- **Task brief**: Say how many of the lines below include the word "drawer", and write nothing else.

──────── Supplied information

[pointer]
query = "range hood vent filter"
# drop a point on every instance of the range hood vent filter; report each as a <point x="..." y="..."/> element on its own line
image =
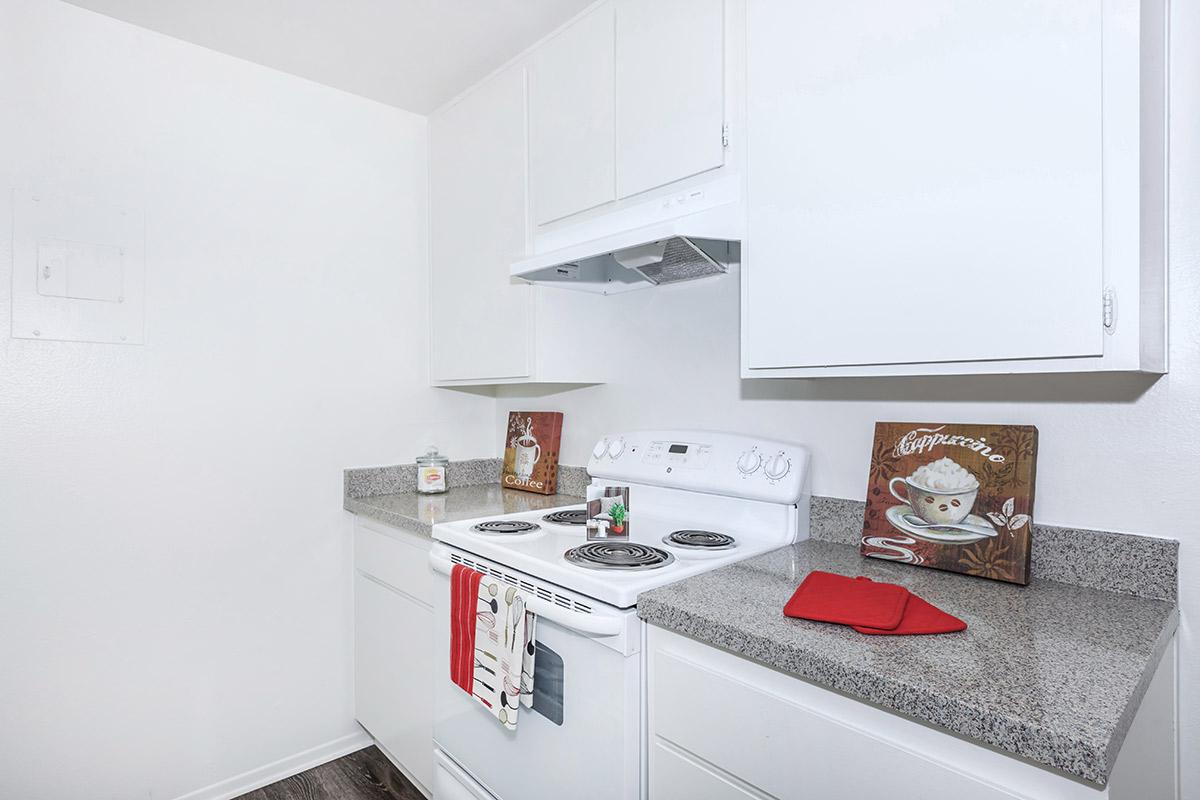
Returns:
<point x="682" y="260"/>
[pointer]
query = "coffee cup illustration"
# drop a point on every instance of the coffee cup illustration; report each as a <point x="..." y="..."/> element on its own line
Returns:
<point x="528" y="451"/>
<point x="941" y="493"/>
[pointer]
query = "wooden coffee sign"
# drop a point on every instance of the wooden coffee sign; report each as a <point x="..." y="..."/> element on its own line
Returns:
<point x="953" y="497"/>
<point x="531" y="451"/>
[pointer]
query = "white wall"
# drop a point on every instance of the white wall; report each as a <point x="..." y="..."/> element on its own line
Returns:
<point x="174" y="571"/>
<point x="1116" y="452"/>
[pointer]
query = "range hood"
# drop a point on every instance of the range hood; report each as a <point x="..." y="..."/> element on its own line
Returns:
<point x="667" y="252"/>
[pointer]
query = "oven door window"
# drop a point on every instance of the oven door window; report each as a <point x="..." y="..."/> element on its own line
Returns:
<point x="547" y="685"/>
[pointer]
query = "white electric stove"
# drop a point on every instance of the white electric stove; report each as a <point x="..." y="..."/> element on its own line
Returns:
<point x="697" y="500"/>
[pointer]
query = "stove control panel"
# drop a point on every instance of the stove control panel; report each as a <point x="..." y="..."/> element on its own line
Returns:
<point x="718" y="463"/>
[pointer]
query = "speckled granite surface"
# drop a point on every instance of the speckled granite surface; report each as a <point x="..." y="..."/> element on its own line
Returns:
<point x="420" y="512"/>
<point x="1123" y="563"/>
<point x="1049" y="672"/>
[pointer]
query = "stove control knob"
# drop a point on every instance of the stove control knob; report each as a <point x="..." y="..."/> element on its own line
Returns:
<point x="778" y="467"/>
<point x="749" y="462"/>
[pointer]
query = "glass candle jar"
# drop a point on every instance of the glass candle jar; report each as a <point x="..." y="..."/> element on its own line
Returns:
<point x="431" y="471"/>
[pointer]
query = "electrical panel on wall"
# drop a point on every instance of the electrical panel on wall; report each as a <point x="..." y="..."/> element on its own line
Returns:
<point x="78" y="270"/>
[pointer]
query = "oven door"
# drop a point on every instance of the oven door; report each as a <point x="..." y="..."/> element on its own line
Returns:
<point x="583" y="737"/>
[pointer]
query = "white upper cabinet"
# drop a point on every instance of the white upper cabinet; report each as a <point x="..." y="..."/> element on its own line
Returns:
<point x="670" y="91"/>
<point x="954" y="187"/>
<point x="571" y="118"/>
<point x="484" y="328"/>
<point x="480" y="322"/>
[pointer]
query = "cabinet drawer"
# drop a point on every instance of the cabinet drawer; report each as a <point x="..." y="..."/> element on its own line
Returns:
<point x="675" y="776"/>
<point x="395" y="558"/>
<point x="786" y="750"/>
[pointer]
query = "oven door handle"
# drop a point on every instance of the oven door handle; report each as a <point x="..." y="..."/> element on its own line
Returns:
<point x="580" y="621"/>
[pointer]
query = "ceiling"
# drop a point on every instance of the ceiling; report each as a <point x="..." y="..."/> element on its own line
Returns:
<point x="413" y="54"/>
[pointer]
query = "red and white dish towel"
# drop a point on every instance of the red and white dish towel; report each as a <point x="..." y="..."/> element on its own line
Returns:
<point x="868" y="606"/>
<point x="492" y="643"/>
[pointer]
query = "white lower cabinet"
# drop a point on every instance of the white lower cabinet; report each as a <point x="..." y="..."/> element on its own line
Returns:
<point x="393" y="655"/>
<point x="725" y="727"/>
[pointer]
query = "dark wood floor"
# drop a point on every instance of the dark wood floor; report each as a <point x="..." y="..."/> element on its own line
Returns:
<point x="365" y="775"/>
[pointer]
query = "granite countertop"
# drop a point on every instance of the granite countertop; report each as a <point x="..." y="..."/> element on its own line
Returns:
<point x="388" y="494"/>
<point x="420" y="512"/>
<point x="1049" y="672"/>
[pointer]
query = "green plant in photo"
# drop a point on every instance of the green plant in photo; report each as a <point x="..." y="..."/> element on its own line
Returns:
<point x="617" y="511"/>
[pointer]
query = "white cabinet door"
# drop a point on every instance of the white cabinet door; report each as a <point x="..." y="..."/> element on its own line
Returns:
<point x="394" y="674"/>
<point x="480" y="320"/>
<point x="924" y="181"/>
<point x="670" y="91"/>
<point x="571" y="119"/>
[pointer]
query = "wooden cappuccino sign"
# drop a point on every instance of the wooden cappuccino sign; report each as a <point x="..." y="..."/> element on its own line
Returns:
<point x="953" y="497"/>
<point x="531" y="451"/>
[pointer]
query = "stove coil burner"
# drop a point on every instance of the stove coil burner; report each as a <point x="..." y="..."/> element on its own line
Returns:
<point x="700" y="540"/>
<point x="505" y="527"/>
<point x="569" y="517"/>
<point x="618" y="555"/>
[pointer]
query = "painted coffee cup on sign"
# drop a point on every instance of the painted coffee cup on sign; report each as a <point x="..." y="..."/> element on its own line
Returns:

────────────────

- **Result of the exercise**: 2